_Passage provided_
________________________
Ghana is currently facing inflation at an 18-year high as food prices and transport costs surge. Inflation is quoted at 27.6% in May from 23.6% in the previous month, the highest pace of acceleration since January 2004.
In an interview, the Minister for Food and Agriculture stated that foodstuffs are left to rot in some parts of the country due to poor roads. Also, there are yearly reports of food glut across major food-producing centers in the country with similar reports of shortages in other places. Seasonal (temporal food glut and shortages) uneven distribution of food and general agricultural commodities is also common.
Most of them are not appropriate when transportation is made available. For example, tomatoes and other perishables are expected to be transported in a cold chain. Cold chain transportation refers to the transportation of food at low temperatures to guarantee the freshness of food during transportation to reduce loss. There are several instances that tomatoes and other perishables are moved from where they are produced, and by the time they reach where they are needed, a considerable portion of it is lost.
From the above, what is clear is that the country has food rotting away in some parts and at some seasons of the year while suffering from an unacceptably high level of inflation primarily driven by food prices. In effect, the country can only be reaping the results of a historic policy failure to connect increased production with efficient marketing.
________________________
_Supplied material_

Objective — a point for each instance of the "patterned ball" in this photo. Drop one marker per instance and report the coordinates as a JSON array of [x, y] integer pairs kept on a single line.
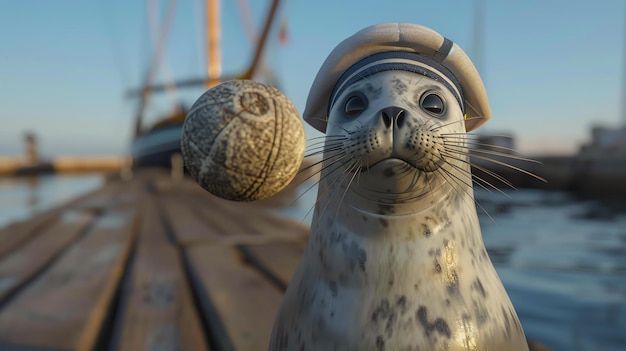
[[243, 141]]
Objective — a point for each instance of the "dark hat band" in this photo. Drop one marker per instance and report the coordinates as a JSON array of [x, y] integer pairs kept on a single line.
[[437, 73]]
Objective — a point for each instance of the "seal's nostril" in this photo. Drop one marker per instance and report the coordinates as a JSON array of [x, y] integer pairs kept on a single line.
[[386, 119], [400, 117]]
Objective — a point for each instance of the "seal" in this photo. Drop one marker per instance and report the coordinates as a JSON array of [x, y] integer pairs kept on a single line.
[[395, 258]]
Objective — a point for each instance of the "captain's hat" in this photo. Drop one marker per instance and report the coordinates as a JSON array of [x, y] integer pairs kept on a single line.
[[395, 44]]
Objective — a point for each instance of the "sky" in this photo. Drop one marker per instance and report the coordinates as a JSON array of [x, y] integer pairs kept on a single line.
[[552, 68]]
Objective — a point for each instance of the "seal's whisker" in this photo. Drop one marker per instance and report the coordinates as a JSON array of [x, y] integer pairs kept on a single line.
[[471, 152], [480, 181], [487, 171], [336, 183], [317, 163], [356, 171], [477, 136], [435, 128], [468, 195], [325, 149], [474, 144], [322, 193], [521, 170], [309, 188]]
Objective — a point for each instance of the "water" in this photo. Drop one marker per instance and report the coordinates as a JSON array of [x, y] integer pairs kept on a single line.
[[562, 261], [22, 197]]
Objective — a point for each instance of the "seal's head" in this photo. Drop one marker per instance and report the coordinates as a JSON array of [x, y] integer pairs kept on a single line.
[[395, 101], [395, 258]]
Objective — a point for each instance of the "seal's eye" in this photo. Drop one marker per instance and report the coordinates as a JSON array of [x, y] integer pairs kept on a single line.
[[432, 103], [355, 105]]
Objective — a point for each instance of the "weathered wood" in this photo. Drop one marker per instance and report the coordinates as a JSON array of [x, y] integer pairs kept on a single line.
[[65, 307], [187, 226], [18, 233], [239, 303], [279, 259], [19, 266], [158, 312], [199, 224]]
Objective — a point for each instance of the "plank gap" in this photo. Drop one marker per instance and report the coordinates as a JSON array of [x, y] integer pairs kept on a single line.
[[199, 304], [108, 338], [45, 266], [214, 330], [250, 259]]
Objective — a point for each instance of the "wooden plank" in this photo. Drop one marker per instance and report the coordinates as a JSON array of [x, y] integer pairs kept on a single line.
[[159, 313], [21, 265], [187, 226], [238, 302], [278, 260], [65, 307], [258, 227], [17, 233]]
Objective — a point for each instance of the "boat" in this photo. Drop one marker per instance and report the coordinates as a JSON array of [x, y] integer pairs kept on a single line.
[[156, 145]]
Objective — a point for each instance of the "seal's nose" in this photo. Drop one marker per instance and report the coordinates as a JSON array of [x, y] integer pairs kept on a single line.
[[393, 114]]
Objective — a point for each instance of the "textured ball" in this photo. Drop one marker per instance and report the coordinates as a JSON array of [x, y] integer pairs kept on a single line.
[[243, 140]]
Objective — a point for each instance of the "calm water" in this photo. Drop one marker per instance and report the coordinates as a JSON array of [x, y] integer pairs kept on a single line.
[[22, 197], [562, 261]]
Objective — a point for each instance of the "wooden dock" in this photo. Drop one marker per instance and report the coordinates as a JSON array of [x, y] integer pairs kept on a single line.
[[147, 264], [151, 264]]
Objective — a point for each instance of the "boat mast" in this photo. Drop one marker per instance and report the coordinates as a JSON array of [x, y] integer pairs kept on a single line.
[[214, 57], [623, 97]]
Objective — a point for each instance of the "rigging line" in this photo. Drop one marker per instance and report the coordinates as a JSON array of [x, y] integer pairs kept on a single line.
[[246, 20], [170, 85], [198, 25], [115, 44], [154, 64]]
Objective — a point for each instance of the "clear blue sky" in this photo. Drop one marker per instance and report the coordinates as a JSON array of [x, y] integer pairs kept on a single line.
[[552, 68]]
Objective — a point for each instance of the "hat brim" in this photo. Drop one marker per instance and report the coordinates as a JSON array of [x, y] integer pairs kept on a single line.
[[396, 37]]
________________________
Extend the passage on Ghana's food-driven inflation and poor food distribution, beginning right after its final sentence.

Over the years, Ghana’s Agricultural sector policies and programmes have focused mainly on increasing production at the farm level without much attention to how the products resulting from the increased production will be efficiently distributed spatially (across space) and temporally (across time/seasons). The results are; wasted production, poorer smallholder farmers, and a nation of abundant output struggling for food at an affordable cost to feed its population.
Connect farm-level production interventions with marketing-level distribution interventions
The question now is, what can be done to match the production level with consumption across time and space? The answer is simple, connect farm-level production interventions with marketing-level distribution interventions among many and I propose the: Ghana Agricultural Commodities Transport Services (Ghana-ACTs)
Currently, there is no dedicated public sector transport arrangement for the transportation of agricultural commodities from production centers to other parts of the country. The distribution of the produced is solely left in the hands of private market players who make arrangements to transport food from the farm gate to the end consumer markets. With so many market intermediaries and individual transport arrangements, the products get to the final consumer market at a higher per-unit market cost, which is passed on to the final consumer.
With the Ghana-ACTs, the government can partner with the private sector to establish and operate dedicated agricultural products transport services at all regional food production epicenters for the real-time transportation of agricultural commodities across the country. The Ghana-ACTs will have a farmgate link to evacuate the product from the farm gates/rural outlets to dedicated centers for inter-regional distribution.
The government can use the already built buffer stock storage facilities across the country as a center for the aggregation and transits of the commodities. The facilities can be expanded and equipped with drying equipment for cereal drying and cool storage for perishable commodities.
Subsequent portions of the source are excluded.